— start Material shown —

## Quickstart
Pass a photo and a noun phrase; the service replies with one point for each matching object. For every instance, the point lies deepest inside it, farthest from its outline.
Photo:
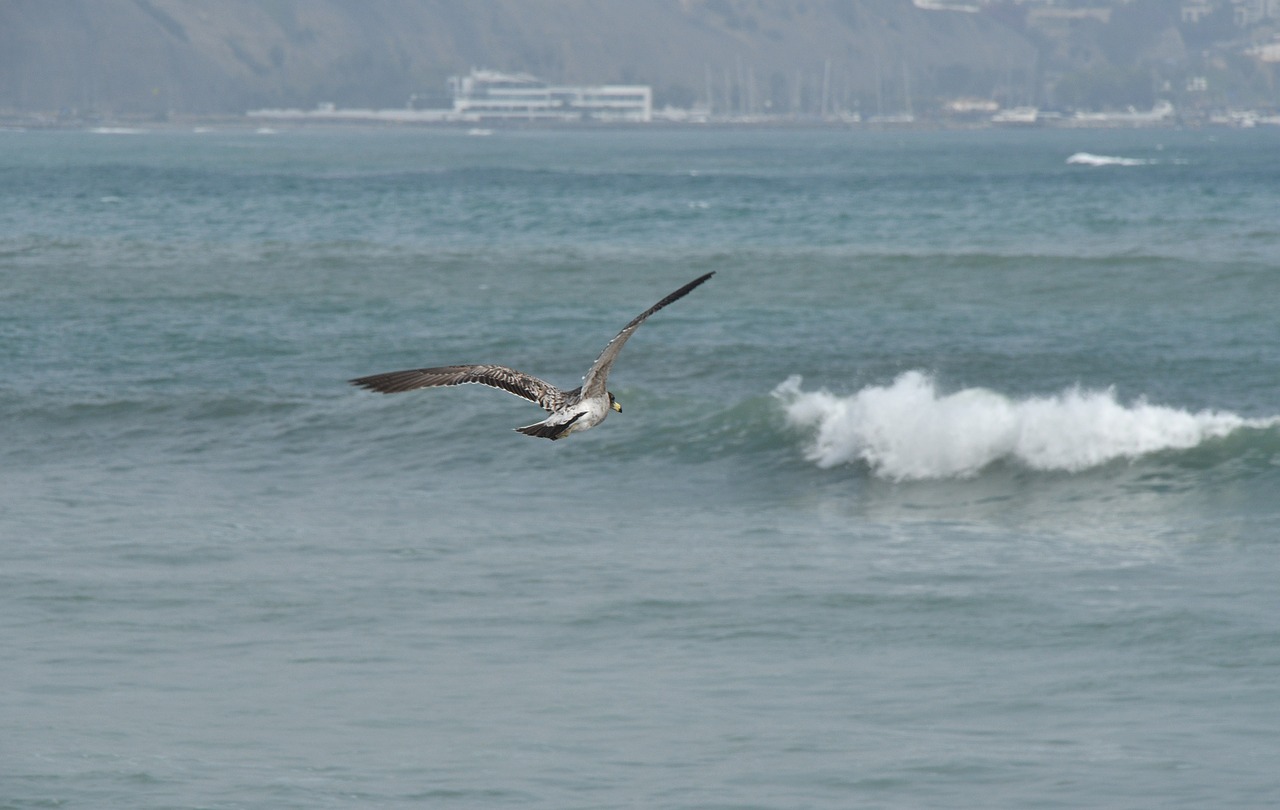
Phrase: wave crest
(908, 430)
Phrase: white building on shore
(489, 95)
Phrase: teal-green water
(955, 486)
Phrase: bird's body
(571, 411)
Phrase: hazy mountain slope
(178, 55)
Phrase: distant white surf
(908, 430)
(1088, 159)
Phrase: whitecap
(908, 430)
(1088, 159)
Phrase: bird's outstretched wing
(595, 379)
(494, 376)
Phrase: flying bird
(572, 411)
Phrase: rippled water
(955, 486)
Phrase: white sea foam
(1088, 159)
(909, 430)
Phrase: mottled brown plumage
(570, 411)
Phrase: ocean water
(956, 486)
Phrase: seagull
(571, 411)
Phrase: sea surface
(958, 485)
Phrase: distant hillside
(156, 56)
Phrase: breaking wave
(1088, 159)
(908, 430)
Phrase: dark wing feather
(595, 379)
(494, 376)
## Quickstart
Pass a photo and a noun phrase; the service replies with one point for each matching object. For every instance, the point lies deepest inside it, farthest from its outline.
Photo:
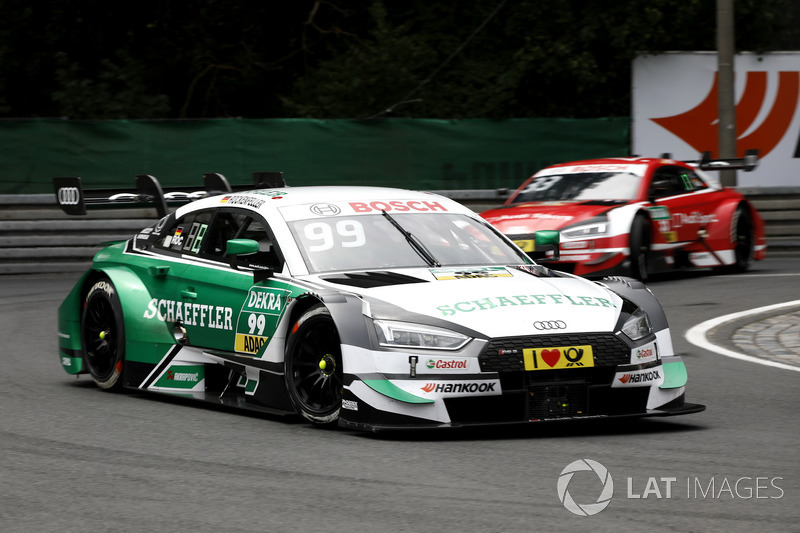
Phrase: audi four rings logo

— end Material shown —

▶ _Exercise goal_
Put the records, from the line containing "Phrase: bird's body" through the end of the records, into a Markdown table with the columns "Row" and "Line", numbering each row and skipping blank lines. Leave the pictures out of the table.

▶ _Result of the task_
| Row | Line |
|---|---|
| 1 | Phrase: bird's body |
| 2 | (571, 411) |
| 3 | Phrase: hazy mountain slope |
| 4 | (178, 55) |
| 5 | Phrase: distant white surf |
| 6 | (908, 430) |
| 7 | (1088, 159) |
| 8 | Phrase: whitecap |
| 9 | (908, 430) |
| 10 | (1088, 159) |
| 11 | Phrase: bird's outstretched wing |
| 12 | (595, 379) |
| 13 | (494, 376) |
| 14 | Phrase: flying bird |
| 15 | (572, 411) |
| 16 | Phrase: rippled water |
| 17 | (955, 486) |
| 18 | Phrase: white sea foam |
| 19 | (1088, 159) |
| 20 | (909, 430) |
| 21 | Phrase: mottled brown plumage |
| 22 | (570, 411) |
| 23 | Phrase: ocean water |
| 24 | (956, 486) |
| 25 | Phrase: seagull |
| 26 | (571, 411) |
| 27 | Phrase: sea surface |
| 28 | (958, 485) |
| 29 | Phrase: distant hillside |
| 30 | (156, 56) |
| 31 | Phrase: breaking wave |
| 32 | (1088, 159) |
| 33 | (908, 430) |
| 34 | Phrase: dark wing feather |
| 35 | (595, 379) |
| 36 | (494, 376) |
| 37 | ## Quickstart |
| 38 | Pass a photo and a noun phrase; the service replies with one point for each matching object. For every instance, the point lies deepest inside it, farthest from its outline. |
| 39 | Photo: |
| 40 | Phrase: audi four rings logo |